GIVEN ENTRIES:

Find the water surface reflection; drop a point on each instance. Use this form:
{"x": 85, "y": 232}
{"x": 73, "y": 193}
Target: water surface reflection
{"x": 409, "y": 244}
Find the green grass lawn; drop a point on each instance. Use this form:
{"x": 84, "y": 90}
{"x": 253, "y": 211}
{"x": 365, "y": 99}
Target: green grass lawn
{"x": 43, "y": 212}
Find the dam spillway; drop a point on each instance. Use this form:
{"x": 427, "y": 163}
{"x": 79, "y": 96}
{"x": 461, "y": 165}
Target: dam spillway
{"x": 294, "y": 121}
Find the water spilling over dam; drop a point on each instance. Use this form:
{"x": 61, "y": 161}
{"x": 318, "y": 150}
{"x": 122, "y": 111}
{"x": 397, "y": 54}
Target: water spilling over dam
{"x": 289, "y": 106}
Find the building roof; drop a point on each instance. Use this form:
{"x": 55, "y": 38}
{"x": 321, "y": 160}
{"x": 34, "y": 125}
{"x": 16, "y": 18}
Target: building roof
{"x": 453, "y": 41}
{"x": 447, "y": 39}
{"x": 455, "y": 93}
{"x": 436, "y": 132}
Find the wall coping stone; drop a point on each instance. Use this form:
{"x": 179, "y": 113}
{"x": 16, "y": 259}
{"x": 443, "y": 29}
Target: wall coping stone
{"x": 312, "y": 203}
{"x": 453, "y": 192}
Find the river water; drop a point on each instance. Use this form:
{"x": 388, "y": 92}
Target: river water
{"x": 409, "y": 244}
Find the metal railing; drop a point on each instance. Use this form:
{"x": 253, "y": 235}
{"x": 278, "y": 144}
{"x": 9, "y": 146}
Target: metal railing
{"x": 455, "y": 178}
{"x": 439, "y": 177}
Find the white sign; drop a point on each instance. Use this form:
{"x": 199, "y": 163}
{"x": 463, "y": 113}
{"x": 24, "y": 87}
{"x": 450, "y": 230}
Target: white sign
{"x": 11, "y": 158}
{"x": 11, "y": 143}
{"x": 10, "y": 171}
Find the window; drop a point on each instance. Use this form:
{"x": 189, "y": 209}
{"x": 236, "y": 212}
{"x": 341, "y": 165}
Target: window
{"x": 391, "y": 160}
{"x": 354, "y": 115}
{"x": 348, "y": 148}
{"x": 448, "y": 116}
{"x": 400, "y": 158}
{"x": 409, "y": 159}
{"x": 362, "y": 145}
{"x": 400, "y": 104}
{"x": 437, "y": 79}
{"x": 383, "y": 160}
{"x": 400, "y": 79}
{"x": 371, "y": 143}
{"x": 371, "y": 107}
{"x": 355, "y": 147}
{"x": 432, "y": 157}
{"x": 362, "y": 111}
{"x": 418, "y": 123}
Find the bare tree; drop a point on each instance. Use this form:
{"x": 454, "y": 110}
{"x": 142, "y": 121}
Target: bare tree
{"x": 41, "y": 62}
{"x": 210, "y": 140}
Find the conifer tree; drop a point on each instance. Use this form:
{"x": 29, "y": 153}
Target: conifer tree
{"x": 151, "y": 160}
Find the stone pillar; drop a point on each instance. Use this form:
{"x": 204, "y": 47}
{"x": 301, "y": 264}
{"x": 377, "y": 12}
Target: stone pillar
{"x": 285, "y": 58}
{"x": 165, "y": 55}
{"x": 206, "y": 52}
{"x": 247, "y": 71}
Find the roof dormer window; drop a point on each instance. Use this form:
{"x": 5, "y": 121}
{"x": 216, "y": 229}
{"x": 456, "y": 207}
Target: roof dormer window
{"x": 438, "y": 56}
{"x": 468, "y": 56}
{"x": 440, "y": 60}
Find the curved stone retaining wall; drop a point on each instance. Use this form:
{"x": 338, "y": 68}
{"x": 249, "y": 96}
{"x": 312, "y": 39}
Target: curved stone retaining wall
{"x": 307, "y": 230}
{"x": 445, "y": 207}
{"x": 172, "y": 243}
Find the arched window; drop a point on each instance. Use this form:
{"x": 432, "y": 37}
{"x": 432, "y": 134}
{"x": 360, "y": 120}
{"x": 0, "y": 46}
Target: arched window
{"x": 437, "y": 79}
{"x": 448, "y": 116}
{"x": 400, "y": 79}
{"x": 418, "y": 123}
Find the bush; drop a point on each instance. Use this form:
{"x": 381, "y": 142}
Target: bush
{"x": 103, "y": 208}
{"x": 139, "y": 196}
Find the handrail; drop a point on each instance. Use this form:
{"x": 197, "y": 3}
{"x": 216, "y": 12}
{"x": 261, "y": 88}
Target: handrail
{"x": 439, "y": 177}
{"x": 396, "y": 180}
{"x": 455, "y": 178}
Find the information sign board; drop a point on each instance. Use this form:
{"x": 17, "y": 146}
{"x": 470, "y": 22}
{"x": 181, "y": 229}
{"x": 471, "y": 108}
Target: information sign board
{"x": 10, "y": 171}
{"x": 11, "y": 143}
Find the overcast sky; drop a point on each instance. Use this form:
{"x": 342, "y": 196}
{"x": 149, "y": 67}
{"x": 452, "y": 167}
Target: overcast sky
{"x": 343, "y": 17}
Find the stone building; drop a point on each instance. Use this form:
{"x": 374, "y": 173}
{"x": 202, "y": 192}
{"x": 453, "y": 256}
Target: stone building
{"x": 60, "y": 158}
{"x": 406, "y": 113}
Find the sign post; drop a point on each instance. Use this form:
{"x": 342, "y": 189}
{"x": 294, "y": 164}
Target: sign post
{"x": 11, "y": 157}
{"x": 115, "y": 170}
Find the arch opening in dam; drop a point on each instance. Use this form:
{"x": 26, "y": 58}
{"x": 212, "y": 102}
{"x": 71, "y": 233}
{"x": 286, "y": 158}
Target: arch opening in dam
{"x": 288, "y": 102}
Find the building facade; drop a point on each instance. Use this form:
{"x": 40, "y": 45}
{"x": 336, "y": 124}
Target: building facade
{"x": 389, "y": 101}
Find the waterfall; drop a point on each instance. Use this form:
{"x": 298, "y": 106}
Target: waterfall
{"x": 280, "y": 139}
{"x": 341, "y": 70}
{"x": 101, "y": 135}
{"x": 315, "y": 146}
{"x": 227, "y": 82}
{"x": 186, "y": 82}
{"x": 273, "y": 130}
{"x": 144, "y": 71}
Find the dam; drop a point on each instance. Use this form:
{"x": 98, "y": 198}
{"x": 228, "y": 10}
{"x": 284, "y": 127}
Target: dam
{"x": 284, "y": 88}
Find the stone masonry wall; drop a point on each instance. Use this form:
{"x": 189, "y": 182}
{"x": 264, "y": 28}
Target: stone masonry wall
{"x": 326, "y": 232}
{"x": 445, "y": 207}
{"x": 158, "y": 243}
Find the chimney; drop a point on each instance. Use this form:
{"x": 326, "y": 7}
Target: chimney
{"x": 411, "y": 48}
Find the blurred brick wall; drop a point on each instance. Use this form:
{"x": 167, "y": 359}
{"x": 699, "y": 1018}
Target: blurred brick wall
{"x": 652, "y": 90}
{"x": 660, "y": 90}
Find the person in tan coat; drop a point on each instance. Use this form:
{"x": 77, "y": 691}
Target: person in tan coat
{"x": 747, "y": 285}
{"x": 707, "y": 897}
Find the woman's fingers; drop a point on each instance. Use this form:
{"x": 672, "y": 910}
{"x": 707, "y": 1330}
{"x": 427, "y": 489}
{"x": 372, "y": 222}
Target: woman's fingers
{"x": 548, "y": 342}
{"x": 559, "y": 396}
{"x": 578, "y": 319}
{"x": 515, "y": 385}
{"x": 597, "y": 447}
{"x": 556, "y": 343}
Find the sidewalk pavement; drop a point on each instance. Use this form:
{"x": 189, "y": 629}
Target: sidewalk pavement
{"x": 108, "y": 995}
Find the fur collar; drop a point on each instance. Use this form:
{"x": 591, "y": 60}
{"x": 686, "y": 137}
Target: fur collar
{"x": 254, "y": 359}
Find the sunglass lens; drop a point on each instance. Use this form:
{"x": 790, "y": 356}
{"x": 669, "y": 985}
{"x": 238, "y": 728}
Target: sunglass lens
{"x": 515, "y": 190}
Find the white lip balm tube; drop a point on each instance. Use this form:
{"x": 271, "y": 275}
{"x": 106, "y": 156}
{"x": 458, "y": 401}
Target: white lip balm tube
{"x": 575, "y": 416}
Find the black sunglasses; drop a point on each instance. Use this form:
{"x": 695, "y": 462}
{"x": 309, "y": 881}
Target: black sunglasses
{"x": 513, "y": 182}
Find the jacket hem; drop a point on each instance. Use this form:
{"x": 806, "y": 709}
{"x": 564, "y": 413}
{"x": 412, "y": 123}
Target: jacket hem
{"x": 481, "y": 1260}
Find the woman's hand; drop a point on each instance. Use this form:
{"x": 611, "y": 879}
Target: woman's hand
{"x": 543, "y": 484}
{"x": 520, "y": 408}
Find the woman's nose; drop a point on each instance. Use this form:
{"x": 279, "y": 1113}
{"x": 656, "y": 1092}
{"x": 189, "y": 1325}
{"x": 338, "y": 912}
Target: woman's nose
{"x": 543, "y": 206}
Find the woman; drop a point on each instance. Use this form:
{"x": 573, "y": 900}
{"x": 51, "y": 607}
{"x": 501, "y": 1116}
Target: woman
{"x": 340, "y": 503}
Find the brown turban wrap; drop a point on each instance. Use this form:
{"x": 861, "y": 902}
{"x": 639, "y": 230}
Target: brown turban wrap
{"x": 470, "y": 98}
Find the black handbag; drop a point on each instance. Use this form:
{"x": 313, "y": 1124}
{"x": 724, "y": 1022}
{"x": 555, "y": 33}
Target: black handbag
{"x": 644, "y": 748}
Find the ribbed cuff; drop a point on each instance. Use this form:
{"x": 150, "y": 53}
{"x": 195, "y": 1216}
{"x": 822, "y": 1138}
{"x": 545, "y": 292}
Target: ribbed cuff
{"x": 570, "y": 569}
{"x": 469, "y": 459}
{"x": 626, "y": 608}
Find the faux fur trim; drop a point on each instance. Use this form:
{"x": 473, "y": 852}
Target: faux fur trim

WHAT THE TASK REQUIRES: Lay out the lines of the entries as a Markdown table with the columns Row and Line, from the line containing "Find the ribbed" up to and including the final line of the entries. Number each line in Row, and leave out any blank lines.

THE RESULT:
| Row | Line |
|---|---|
| 1 | Find the ribbed cuff; drop a point on each instance. Use this form: |
| 2 | {"x": 150, "y": 53} |
| 3 | {"x": 195, "y": 1216} |
| 4 | {"x": 822, "y": 1138} |
| 5 | {"x": 545, "y": 292} |
| 6 | Target: ribbed cuff |
| 7 | {"x": 570, "y": 569} |
| 8 | {"x": 469, "y": 459} |
| 9 | {"x": 626, "y": 608} |
| 10 | Find the faux fur trim; drop a point on each instance. Use this form: |
| 11 | {"x": 473, "y": 852} |
| 12 | Target: faux fur trim |